---------- Text provided

Surrendering is what we, as a country and a state, have chosen to do to the Omicron strain of COVID-19. That’s not a value judgment, merely a statement of fact. Gov. Sisolak has been clear — we’re going to wear masks since the Center for Disease Control says we need to wear masks, but, if your schools, casinos, hospitals and testing centers can stay open, he’s not going to close them. We’re doing this live — we’ll find out in a couple of weeks who lives.

When writing about COVID-19 these days, pundits are contractually obligated to Put It Into Perspective, in much the same way certain nonprofit groups start their meetings with a land acknowledgement and for similar reasons, so let’s get this over with. Yes, COVID-19 is less virulent and less lethal than the Black Death and several other pandemic and endemic diseases throughout the course of human history. Yes, even before the vaccines, the vast majority of those infected with COVID-19 were either asymptomatic or caught a case recoverable enough through bed rest and fever management. Yes, the vast majority of us, our friends, our family, and our loved ones will get through this and continue to live our long, happy lives.

All of this, however, is just as true of industrial-scale warfare. Over a century ago, nearly 70 million soldiers lobbed rolling artillery barrages and poison gas at each other in what remain some of the most gruesome, dehumanizing battles armies ever inflicted against each other. Of those, roughly half of them weren’t killed, wounded, or went missing. They went to the front, got shot at, then went home. Many of the surviving soldiers undoubtedly lived long, happy lives. 

Acknowledging the truth of this, however, is not perspective. It zooms too far from humanity and misses the trees for the forest. The sort of person who thinks a single death is a tragedy, yet concludes a million deaths is a statistic is someone who (probably) thinks like Joseph Stalin. A million deaths isn’t a statistic — it’s a million tragedies, each one felt by friends, family, and loved ones who faced irreparable loss. When faced with a million deaths, the empathetic response, the moral response, isn’t to fatalistically shrug our shoulders and point out we’re all going to die anyway — it’s to ask each other and the universe how to make the tragedies stop

Sometimes we can’t, though — not in time.

As I write this, over five and a half million people worldwide have died of COVID-19, at least that we’re aware of — the actual death count in some countries, like India, is almost certainly far higher than what they’ve been reporting. Of those, at least 840,000 were here in the United States. The 350,000 or so of those who died in 2020 made COVID-19 the third-leading cause of death in this country. The 470,000 or so who died in 2021 may not be quite enough to make COVID-19 America’s second-leading cause of death last year but it’s going to be close. Our pandemic death rate of 2,550.91 per one million Americans places us between Argentina (2,585.20 per one million) and Colombia (2,550.02).

In other words, we lost.

--------------------
---------- Given information

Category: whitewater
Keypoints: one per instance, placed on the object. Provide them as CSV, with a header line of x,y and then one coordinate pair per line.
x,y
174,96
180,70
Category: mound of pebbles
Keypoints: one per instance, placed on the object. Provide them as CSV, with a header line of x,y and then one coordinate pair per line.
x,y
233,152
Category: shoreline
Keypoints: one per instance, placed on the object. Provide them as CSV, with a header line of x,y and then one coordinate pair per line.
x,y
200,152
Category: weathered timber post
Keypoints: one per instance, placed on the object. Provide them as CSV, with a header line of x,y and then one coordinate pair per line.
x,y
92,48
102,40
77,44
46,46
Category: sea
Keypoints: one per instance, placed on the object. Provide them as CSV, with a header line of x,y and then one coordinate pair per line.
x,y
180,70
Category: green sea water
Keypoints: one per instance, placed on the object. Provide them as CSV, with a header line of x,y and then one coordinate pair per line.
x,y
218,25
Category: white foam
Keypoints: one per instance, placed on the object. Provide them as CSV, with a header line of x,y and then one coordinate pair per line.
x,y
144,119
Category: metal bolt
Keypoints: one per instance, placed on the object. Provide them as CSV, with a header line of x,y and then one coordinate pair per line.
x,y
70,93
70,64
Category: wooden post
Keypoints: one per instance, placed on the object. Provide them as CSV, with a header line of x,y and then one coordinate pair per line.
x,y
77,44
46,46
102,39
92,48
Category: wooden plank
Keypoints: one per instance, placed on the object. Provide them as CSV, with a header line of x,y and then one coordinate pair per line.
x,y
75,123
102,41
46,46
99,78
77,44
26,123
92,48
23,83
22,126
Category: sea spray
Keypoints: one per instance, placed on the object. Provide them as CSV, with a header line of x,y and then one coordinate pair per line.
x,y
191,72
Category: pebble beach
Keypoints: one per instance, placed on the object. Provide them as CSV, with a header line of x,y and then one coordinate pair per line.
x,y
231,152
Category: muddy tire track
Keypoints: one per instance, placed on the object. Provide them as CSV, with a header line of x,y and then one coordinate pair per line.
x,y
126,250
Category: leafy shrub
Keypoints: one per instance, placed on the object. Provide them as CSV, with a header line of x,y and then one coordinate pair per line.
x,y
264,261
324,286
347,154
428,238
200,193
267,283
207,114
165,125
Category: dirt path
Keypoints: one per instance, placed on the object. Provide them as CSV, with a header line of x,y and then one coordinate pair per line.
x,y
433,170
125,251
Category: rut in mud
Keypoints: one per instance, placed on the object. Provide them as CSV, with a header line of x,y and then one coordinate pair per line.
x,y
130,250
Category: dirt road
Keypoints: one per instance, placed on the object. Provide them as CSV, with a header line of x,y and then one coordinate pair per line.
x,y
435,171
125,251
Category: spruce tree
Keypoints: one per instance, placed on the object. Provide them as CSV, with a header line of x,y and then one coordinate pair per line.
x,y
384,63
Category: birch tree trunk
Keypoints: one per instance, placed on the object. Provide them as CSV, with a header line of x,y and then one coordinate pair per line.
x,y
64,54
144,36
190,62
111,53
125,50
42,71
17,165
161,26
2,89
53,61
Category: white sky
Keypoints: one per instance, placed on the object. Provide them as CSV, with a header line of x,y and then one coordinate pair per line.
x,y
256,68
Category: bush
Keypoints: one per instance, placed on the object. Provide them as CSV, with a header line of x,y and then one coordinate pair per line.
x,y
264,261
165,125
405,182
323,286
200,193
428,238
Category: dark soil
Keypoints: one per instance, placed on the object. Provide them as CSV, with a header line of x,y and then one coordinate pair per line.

--------------------

Assigned task 1: In the passage on COVID-19, what is the U.S. pandemic death rate per one million Americans?
Assigned task 2: Reproduce everything in the passage on COVID-19 from "When writing about" down to "our long, happy lives.".
You won't need the data for anything here.

Final answer 1: 2,550.91 per one million Americans.

Final answer 2:
When writing about COVID-19 these days, pundits are contractually obligated to Put It Into Perspective, in much the same way certain nonprofit groups start their meetings with a land acknowledgement and for similar reasons, so let’s get this over with. Yes, COVID-19 is less virulent and less lethal than the Black Death and several other pandemic and endemic diseases throughout the course of human history. Yes, even before the vaccines, the vast majority of those infected with COVID-19 were either asymptomatic or caught a case recoverable enough through bed rest and fever management. Yes, the vast majority of us, our friends, our family, and our loved ones will get through this and continue to live our long, happy lives.